**Instructions to follow:** Since the data must remain as supplied, reproduce it word for word.

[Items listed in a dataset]
....................
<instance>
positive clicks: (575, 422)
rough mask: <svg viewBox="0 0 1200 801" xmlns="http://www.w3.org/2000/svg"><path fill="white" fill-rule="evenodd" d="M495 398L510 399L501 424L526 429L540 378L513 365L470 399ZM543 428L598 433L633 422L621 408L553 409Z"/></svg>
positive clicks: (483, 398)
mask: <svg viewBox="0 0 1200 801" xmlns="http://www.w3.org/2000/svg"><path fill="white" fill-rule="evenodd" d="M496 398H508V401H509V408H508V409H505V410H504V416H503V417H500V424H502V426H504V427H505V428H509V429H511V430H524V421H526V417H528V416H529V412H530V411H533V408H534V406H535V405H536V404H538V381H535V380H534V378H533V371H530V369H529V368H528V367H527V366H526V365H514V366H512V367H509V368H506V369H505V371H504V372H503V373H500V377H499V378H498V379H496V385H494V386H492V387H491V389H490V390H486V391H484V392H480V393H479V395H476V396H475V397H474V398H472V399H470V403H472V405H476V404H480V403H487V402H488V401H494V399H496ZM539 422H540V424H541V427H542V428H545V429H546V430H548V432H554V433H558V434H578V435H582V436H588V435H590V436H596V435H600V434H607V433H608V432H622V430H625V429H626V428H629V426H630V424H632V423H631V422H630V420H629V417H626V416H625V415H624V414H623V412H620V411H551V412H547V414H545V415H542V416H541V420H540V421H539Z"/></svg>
....................
**Expected output:**
<instance>
positive clicks: (575, 422)
rough mask: <svg viewBox="0 0 1200 801" xmlns="http://www.w3.org/2000/svg"><path fill="white" fill-rule="evenodd" d="M495 398L510 399L501 424L526 429L540 378L513 365L470 399ZM543 428L598 433L633 422L621 408L553 409Z"/></svg>
positive clicks: (483, 398)
mask: <svg viewBox="0 0 1200 801" xmlns="http://www.w3.org/2000/svg"><path fill="white" fill-rule="evenodd" d="M496 398H508V401H509V408H508V409H505V410H504V416H503V417H500V424H502V426H504V427H505V428H509V429H511V430H524V421H526V417H528V416H529V412H530V411H533V408H534V406H535V405H536V404H538V381H535V380H534V378H533V371H530V369H529V368H528V367H527V366H526V365H514V366H512V367H509V368H506V369H505V371H504V372H503V373H500V377H499V378H498V379H496V385H494V386H492V387H491V389H490V390H486V391H484V392H480V393H479V395H476V396H475V397H474V398H472V399H470V403H472V405H476V404H480V403H487V402H488V401H494V399H496ZM539 422H540V424H541V427H542V428H545V429H546V430H548V432H554V433H558V434H578V435H582V436H588V435H590V436H596V435H600V434H607V433H608V432H622V430H625V429H626V428H629V426H630V424H632V423H631V422H630V420H629V417H626V416H625V415H624V414H623V412H620V411H551V412H547V414H545V415H542V416H541V420H540V421H539Z"/></svg>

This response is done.